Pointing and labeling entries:
################
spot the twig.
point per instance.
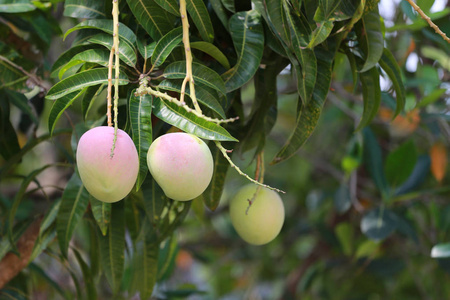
(224, 153)
(187, 50)
(427, 18)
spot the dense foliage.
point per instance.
(366, 195)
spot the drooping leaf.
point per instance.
(140, 108)
(16, 6)
(107, 26)
(170, 6)
(165, 46)
(200, 17)
(207, 97)
(370, 39)
(306, 68)
(188, 122)
(64, 58)
(202, 75)
(74, 202)
(378, 224)
(370, 82)
(155, 20)
(321, 33)
(213, 193)
(90, 95)
(212, 51)
(373, 161)
(18, 200)
(390, 66)
(59, 106)
(248, 38)
(309, 114)
(9, 144)
(21, 102)
(81, 80)
(96, 56)
(112, 246)
(101, 212)
(126, 52)
(400, 163)
(84, 9)
(145, 262)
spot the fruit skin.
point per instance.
(181, 164)
(107, 179)
(263, 220)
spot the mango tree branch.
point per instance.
(427, 18)
(115, 14)
(225, 154)
(187, 50)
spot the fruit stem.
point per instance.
(144, 89)
(224, 153)
(115, 13)
(187, 50)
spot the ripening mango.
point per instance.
(109, 179)
(181, 164)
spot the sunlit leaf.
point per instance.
(248, 38)
(74, 202)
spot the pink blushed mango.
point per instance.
(181, 164)
(109, 179)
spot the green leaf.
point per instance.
(202, 75)
(165, 46)
(81, 80)
(321, 33)
(88, 278)
(400, 163)
(213, 193)
(18, 199)
(9, 144)
(373, 161)
(112, 247)
(140, 108)
(370, 38)
(378, 224)
(212, 51)
(64, 58)
(16, 6)
(188, 122)
(390, 66)
(126, 52)
(74, 202)
(96, 56)
(145, 263)
(440, 251)
(90, 95)
(101, 212)
(370, 82)
(309, 113)
(59, 106)
(152, 17)
(248, 38)
(431, 98)
(200, 17)
(84, 9)
(107, 26)
(306, 68)
(207, 97)
(170, 6)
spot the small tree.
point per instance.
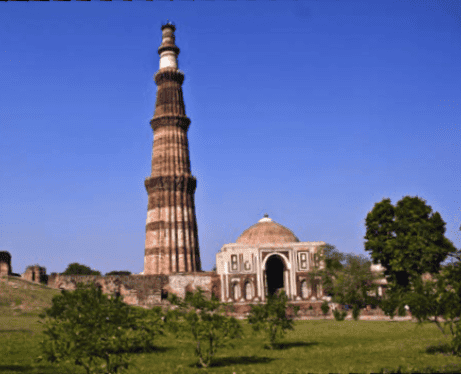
(95, 331)
(78, 269)
(325, 308)
(339, 315)
(272, 317)
(205, 319)
(355, 312)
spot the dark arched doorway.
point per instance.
(275, 269)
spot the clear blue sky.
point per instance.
(310, 111)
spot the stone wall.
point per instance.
(5, 263)
(142, 290)
(35, 274)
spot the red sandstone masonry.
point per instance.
(171, 229)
################
Reproduce the listing above word for word, leaving out the pictures.

### Answer to this problem
spot the twig.
point per instance.
(224, 153)
(187, 50)
(427, 18)
spot the dense foliage.
point per instance.
(366, 195)
spot the drooping leaf.
point per instance.
(140, 108)
(16, 6)
(107, 26)
(170, 6)
(165, 46)
(200, 17)
(207, 97)
(370, 39)
(306, 68)
(188, 122)
(64, 58)
(202, 75)
(74, 202)
(378, 224)
(370, 82)
(155, 20)
(321, 33)
(213, 193)
(90, 95)
(212, 51)
(373, 161)
(18, 200)
(390, 66)
(59, 106)
(248, 38)
(309, 114)
(9, 144)
(21, 102)
(81, 80)
(96, 56)
(112, 246)
(101, 212)
(126, 52)
(400, 163)
(84, 9)
(145, 262)
spot the fruit skin.
point per instance.
(181, 164)
(107, 179)
(263, 220)
spot the mango tree branch.
point per instance.
(427, 18)
(115, 14)
(225, 154)
(187, 50)
spot the fruit stem.
point per instance.
(144, 89)
(224, 153)
(115, 13)
(187, 50)
spot the ripening mango.
point per instance.
(109, 179)
(181, 164)
spot the sunlit leaf.
point per instance.
(248, 38)
(74, 202)
spot the pink blushed mango.
point per instance.
(181, 164)
(109, 179)
spot the green leaf.
point per instance.
(202, 75)
(165, 46)
(81, 80)
(321, 33)
(88, 278)
(400, 163)
(213, 193)
(18, 199)
(9, 144)
(373, 161)
(112, 247)
(140, 108)
(370, 38)
(378, 224)
(212, 51)
(64, 58)
(16, 6)
(188, 122)
(390, 66)
(126, 52)
(74, 202)
(96, 56)
(145, 263)
(440, 251)
(90, 95)
(101, 212)
(370, 82)
(309, 113)
(59, 106)
(152, 17)
(248, 38)
(431, 98)
(200, 17)
(84, 9)
(107, 26)
(306, 68)
(207, 97)
(170, 6)
spot the small tree.
point per instance.
(95, 331)
(78, 269)
(325, 308)
(339, 315)
(272, 317)
(205, 319)
(355, 312)
spot the dark arched doorway.
point per instance.
(275, 269)
spot the clear blue sky.
point per instance.
(310, 111)
spot the stone wall.
point per instance.
(5, 263)
(142, 290)
(35, 274)
spot the red sandstone masonry.
point per instance.
(171, 229)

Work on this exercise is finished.